Your task:
Output the lines below exactly as they appear, from the start of the records through the line containing "[(451, 303)]", with both ends included. Leave the pictures out of your answer.

Records from a data source
********************
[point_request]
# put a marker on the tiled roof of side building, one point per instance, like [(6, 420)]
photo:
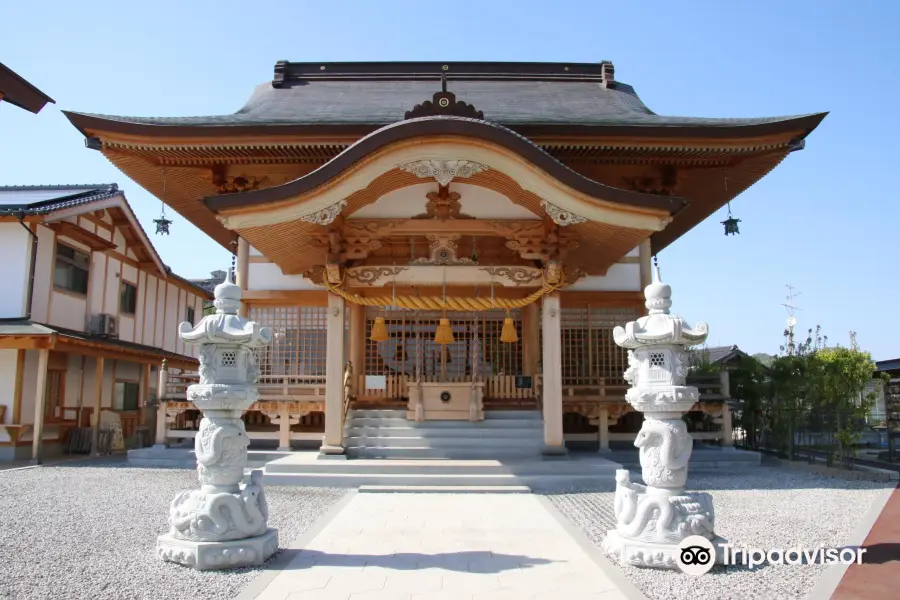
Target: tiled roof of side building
[(380, 93), (42, 199)]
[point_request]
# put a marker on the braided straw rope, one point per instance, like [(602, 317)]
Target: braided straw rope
[(451, 303)]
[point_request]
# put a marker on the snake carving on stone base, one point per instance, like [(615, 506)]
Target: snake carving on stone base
[(665, 449), (199, 516)]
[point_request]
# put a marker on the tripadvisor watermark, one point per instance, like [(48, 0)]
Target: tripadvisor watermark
[(697, 555)]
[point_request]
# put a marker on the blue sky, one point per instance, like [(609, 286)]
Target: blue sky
[(825, 221)]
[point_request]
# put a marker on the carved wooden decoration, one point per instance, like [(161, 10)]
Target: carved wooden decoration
[(442, 205), (444, 103), (233, 185)]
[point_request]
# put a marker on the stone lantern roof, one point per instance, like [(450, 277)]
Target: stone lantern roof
[(226, 326), (659, 327)]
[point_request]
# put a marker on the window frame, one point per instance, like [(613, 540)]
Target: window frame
[(122, 288), (72, 265)]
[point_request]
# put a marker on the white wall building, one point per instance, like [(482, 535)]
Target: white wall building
[(87, 314)]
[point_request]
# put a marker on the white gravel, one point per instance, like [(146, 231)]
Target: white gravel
[(766, 507), (88, 530)]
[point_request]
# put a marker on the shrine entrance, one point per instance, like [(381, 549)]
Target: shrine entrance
[(454, 380)]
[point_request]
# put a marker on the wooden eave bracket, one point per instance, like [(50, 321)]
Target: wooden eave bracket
[(81, 235)]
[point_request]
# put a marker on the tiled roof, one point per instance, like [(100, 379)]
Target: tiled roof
[(30, 328), (541, 94), (714, 354), (42, 199)]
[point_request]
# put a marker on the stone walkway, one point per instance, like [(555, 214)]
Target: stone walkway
[(444, 546), (878, 577)]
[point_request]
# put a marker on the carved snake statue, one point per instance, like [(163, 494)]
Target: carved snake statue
[(197, 516), (667, 459)]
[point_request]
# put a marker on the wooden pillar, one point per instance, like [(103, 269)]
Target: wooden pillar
[(143, 393), (40, 398), (603, 430), (242, 276), (357, 343), (333, 444), (98, 404), (727, 425), (646, 269), (284, 426), (552, 379), (531, 342), (160, 437)]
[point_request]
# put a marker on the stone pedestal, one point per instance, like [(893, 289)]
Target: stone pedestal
[(653, 519), (224, 523)]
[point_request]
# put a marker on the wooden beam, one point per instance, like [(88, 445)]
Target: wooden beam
[(27, 342), (97, 221), (98, 350), (81, 235), (299, 297), (40, 398), (17, 394)]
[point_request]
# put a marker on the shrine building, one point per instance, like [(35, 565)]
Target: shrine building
[(465, 235)]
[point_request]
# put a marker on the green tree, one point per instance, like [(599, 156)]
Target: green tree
[(845, 374)]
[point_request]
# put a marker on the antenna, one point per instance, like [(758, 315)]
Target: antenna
[(792, 319)]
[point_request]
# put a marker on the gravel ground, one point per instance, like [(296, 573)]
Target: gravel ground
[(764, 508), (88, 530)]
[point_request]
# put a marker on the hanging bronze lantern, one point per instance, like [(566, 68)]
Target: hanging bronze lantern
[(379, 331), (508, 334), (162, 223), (731, 227), (444, 333)]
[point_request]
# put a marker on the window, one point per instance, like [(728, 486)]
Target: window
[(128, 298), (126, 396), (71, 270)]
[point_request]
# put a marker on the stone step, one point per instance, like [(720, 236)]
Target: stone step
[(377, 413), (466, 452), (443, 432), (354, 421), (303, 463), (443, 442), (184, 458), (354, 480), (444, 489)]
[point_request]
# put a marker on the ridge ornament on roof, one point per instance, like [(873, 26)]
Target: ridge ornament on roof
[(444, 103)]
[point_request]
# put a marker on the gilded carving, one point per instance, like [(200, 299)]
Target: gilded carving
[(443, 171), (561, 216), (370, 275), (517, 275), (327, 215)]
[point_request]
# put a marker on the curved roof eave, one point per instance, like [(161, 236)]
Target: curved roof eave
[(453, 126), (229, 126)]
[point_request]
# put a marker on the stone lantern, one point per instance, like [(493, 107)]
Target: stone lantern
[(653, 519), (224, 523)]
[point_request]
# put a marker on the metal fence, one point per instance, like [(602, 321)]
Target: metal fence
[(831, 435)]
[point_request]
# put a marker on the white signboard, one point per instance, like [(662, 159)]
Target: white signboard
[(376, 382)]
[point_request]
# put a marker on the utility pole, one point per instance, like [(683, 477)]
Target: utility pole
[(792, 319)]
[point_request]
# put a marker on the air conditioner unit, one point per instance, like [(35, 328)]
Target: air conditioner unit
[(105, 324)]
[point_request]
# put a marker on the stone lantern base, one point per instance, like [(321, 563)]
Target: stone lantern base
[(248, 552)]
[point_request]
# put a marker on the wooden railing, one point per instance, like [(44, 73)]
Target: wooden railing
[(271, 387), (496, 387)]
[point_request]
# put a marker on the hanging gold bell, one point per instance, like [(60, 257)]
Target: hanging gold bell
[(379, 331), (508, 334), (444, 333)]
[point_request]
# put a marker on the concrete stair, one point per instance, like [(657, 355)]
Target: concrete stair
[(388, 434), (423, 475)]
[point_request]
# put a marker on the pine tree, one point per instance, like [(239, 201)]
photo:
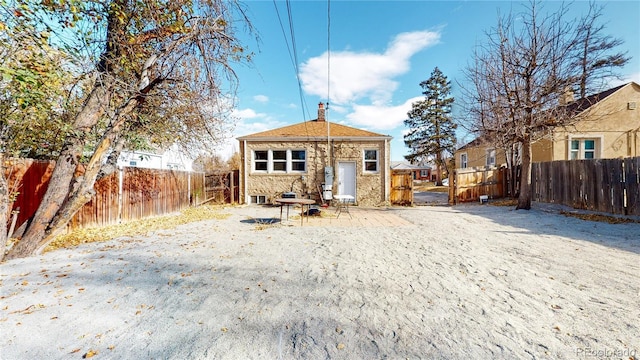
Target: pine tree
[(431, 128)]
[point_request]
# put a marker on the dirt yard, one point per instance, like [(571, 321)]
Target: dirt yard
[(437, 282)]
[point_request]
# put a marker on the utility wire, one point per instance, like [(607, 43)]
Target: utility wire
[(293, 53)]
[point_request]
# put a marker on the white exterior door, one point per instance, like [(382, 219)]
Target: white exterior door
[(347, 178)]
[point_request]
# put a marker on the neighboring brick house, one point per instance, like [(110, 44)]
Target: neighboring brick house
[(609, 127), (295, 159)]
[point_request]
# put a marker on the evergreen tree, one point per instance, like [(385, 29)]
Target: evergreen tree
[(431, 130)]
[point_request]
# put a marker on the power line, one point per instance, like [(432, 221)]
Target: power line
[(293, 53)]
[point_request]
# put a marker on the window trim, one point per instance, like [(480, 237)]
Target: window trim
[(365, 161), (254, 161), (488, 157), (275, 161), (291, 160), (271, 161)]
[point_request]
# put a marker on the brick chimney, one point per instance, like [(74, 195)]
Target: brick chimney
[(320, 112), (567, 96)]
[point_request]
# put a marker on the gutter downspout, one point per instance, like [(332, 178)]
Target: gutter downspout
[(387, 170), (245, 181)]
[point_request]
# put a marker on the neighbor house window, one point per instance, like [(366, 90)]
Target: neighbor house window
[(298, 160), (258, 199), (371, 160), (491, 157), (583, 149), (280, 161), (260, 160)]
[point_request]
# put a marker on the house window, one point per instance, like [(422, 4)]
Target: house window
[(258, 199), (280, 160), (298, 160), (371, 160), (491, 157), (583, 149), (260, 160)]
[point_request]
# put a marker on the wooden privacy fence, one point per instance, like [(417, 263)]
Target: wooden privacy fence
[(401, 187), (605, 185), (127, 194), (135, 193), (471, 183), (222, 187)]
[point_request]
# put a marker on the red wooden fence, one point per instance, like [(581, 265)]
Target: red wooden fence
[(128, 194)]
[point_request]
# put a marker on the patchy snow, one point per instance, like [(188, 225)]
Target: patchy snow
[(468, 281)]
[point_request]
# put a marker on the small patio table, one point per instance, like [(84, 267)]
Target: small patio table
[(292, 201), (342, 204)]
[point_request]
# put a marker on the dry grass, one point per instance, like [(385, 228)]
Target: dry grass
[(599, 217), (588, 217), (133, 228)]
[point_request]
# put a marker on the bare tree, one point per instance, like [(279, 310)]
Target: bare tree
[(520, 76), (157, 70)]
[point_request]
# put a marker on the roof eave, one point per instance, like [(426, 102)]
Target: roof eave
[(314, 138)]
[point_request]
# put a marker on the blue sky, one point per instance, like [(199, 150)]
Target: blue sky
[(379, 53)]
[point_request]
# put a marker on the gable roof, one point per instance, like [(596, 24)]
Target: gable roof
[(580, 105), (313, 129)]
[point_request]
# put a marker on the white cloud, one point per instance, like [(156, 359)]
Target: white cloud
[(364, 75), (247, 114), (379, 117), (261, 98)]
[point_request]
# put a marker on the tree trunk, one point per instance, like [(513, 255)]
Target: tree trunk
[(524, 199), (64, 178), (4, 208)]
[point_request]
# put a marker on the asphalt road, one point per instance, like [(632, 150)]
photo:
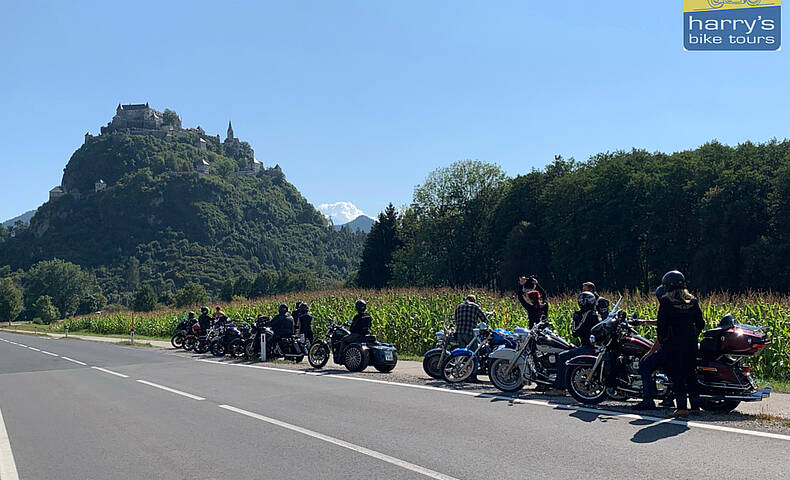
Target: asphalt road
[(150, 414)]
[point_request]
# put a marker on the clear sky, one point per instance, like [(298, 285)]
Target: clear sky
[(358, 100)]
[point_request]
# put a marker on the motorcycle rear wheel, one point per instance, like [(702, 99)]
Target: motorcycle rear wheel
[(355, 359), (177, 340), (430, 363), (507, 382), (590, 392), (318, 355), (458, 369)]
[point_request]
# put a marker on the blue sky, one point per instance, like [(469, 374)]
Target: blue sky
[(358, 100)]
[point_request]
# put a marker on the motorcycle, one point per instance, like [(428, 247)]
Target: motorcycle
[(464, 362), (356, 356), (181, 331), (445, 343), (723, 381), (228, 340), (533, 360)]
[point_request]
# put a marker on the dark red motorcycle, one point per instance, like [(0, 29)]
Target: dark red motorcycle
[(724, 381)]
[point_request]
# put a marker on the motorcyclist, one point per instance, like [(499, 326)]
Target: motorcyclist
[(532, 297), (467, 316), (679, 325), (305, 322), (601, 304), (204, 320), (584, 319), (360, 325), (282, 326)]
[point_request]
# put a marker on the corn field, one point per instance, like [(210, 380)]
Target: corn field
[(409, 318)]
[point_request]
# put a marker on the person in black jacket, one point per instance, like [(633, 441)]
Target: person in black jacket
[(533, 298), (584, 319), (305, 322), (679, 324), (360, 326)]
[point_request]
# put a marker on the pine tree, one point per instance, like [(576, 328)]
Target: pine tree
[(382, 241)]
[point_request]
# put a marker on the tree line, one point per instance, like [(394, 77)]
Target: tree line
[(720, 214)]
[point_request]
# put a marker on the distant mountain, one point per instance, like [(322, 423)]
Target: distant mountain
[(25, 218), (362, 223)]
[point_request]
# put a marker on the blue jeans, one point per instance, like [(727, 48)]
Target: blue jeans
[(647, 367)]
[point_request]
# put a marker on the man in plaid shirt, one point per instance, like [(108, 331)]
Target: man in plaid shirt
[(467, 315)]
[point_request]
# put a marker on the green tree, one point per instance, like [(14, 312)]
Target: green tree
[(10, 300), (46, 310), (64, 282), (192, 294), (145, 299), (382, 240)]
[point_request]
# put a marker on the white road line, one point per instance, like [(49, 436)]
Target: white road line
[(541, 403), (110, 372), (7, 464), (72, 360), (172, 390), (341, 443)]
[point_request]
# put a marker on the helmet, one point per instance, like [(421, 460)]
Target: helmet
[(586, 299), (673, 280), (360, 305)]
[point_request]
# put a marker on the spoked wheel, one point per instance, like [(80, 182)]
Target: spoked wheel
[(458, 369), (355, 359), (720, 406), (502, 379), (177, 340), (236, 349), (318, 355), (582, 389), (430, 363), (218, 349)]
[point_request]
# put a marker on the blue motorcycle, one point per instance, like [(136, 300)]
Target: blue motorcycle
[(464, 363)]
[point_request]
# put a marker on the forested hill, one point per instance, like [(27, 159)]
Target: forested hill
[(160, 222)]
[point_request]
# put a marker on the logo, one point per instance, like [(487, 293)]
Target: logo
[(732, 24)]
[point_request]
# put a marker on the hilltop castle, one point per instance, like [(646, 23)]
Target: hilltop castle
[(141, 119)]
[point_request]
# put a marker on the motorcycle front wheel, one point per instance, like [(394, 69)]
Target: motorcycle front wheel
[(502, 379), (586, 391), (458, 369), (177, 340), (430, 363), (318, 355)]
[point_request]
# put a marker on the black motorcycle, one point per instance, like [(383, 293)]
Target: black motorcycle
[(356, 356)]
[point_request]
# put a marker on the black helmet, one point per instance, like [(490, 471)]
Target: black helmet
[(586, 299), (360, 305), (673, 280)]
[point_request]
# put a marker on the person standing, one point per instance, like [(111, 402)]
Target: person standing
[(532, 297), (679, 325)]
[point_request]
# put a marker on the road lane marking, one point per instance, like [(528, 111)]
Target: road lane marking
********************
Written solution:
[point_request]
# put a marker on the tiled roof of side building, one point per instance, like [(6, 420)]
photo:
Target: tiled roof of side building
[(380, 93), (42, 199)]
[point_request]
# put a marker on the braided straw rope, one point per instance, like [(602, 317)]
Target: braided straw rope
[(451, 303)]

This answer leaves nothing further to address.